▸ The problem
Extract the part of the passage about Chris de Burgh's Christmas song starting at "Single release" and ending at "for five weeks.", copying it word for word.

** Start Source extract **

"A Spaceman Came Travelling" is a song by Chris de Burgh. It first appeared on his second studio album, Spanish Train and Other Stories, which was released in 1975. It has been released numerous times as a single, becoming a popular Christmas song, and has appeared on many festive compilation albums.

Single release
The song was not an initial success in the UK and failed to chart. After its first release in 1975 it reached the top position of the Irish single charts staying 15 weeks in the Irish charts and climbed to number 22 in the Canadian airplay charts. However, in 1986, following de Burgh's huge success with "The Lady in Red", its reissue reached number 15 in Ireland charting for only 1 week. The song was also issued as a double A-side with the song "The Ballroom of Romance" and charted for the first time in the UK in 1986, reaching number 40 and staying on the chart for five weeks.

** End Source extract **
** Start Record list **

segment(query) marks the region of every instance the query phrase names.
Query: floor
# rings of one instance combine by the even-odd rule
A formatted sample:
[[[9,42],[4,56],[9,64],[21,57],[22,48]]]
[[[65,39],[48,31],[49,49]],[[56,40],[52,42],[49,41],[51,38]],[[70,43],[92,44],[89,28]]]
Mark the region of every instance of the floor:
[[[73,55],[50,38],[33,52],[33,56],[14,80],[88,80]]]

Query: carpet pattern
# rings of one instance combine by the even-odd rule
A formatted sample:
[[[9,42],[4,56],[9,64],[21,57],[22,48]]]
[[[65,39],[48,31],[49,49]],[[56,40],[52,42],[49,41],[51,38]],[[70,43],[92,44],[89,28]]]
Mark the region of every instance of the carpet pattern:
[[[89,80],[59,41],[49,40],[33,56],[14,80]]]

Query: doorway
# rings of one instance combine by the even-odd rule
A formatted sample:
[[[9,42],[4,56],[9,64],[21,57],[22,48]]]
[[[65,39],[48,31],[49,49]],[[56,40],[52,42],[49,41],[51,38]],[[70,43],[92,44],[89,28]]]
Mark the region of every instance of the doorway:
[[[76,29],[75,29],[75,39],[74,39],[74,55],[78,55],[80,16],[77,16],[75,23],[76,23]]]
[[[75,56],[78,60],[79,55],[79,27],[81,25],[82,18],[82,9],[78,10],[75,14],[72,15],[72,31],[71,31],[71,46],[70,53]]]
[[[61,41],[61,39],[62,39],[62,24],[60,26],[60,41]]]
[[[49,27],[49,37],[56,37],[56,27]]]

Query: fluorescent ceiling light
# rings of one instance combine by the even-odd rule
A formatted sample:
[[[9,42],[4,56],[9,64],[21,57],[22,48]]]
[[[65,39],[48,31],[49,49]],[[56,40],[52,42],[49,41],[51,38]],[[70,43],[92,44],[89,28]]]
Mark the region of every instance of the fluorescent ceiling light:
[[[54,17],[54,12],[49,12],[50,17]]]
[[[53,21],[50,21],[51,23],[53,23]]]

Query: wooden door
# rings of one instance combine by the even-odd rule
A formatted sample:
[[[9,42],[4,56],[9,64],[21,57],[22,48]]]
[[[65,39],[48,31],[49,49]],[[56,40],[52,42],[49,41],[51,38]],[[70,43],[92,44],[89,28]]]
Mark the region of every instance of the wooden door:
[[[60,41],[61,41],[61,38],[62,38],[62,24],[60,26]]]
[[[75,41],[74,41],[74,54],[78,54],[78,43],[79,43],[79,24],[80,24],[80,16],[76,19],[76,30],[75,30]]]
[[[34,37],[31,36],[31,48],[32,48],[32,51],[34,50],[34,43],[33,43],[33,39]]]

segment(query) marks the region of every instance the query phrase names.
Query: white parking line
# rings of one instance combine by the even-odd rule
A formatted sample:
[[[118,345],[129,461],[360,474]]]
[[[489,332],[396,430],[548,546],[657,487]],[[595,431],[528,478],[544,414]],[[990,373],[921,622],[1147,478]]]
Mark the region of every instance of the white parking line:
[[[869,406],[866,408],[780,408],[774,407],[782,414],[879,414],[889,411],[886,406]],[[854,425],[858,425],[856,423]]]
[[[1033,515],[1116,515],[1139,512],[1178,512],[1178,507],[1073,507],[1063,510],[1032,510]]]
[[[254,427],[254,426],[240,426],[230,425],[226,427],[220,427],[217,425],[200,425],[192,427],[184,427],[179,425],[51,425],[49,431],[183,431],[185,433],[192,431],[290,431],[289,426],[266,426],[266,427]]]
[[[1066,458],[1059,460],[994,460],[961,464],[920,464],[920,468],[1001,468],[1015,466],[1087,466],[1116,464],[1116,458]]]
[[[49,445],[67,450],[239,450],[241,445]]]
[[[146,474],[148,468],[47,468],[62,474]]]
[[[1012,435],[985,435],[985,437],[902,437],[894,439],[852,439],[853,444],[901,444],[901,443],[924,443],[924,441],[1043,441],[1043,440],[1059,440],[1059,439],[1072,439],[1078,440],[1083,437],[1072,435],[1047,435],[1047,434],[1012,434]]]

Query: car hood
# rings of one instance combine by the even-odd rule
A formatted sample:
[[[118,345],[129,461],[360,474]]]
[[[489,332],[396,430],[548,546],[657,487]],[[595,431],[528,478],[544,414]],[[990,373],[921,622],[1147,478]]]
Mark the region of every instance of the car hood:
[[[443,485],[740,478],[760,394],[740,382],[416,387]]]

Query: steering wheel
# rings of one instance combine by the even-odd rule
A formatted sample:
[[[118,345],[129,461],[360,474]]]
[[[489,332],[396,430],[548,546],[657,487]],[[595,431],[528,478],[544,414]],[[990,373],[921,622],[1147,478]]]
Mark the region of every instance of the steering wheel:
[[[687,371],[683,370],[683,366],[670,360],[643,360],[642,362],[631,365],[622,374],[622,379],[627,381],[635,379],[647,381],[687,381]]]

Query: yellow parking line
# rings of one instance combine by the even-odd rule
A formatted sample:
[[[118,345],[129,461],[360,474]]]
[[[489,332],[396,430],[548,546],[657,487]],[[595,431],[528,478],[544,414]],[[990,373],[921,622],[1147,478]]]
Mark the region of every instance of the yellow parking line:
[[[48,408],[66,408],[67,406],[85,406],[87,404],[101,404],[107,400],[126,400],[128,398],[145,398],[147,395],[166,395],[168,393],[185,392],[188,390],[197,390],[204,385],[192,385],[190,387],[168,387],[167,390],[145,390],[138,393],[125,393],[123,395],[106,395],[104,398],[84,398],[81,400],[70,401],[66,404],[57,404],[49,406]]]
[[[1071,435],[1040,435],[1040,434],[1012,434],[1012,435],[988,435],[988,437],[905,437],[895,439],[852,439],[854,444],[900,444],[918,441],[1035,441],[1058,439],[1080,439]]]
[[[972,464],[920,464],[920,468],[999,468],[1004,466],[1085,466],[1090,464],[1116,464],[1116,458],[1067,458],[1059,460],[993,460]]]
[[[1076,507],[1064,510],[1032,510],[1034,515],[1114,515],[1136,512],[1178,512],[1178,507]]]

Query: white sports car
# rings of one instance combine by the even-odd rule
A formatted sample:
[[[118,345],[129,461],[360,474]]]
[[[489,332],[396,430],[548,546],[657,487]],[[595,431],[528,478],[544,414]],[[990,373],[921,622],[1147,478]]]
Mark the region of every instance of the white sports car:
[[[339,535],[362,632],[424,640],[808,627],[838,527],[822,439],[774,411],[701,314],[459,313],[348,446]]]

** End Record list **

▸ Task response
Single release
The song was not an initial success in the UK and failed to chart. After its first release in 1975 it reached the top position of the Irish single charts staying 15 weeks in the Irish charts and climbed to number 22 in the Canadian airplay charts. However, in 1986, following de Burgh's huge success with "The Lady in Red", its reissue reached number 15 in Ireland charting for only 1 week. The song was also issued as a double A-side with the song "The Ballroom of Romance" and charted for the first time in the UK in 1986, reaching number 40 and staying on the chart for five weeks.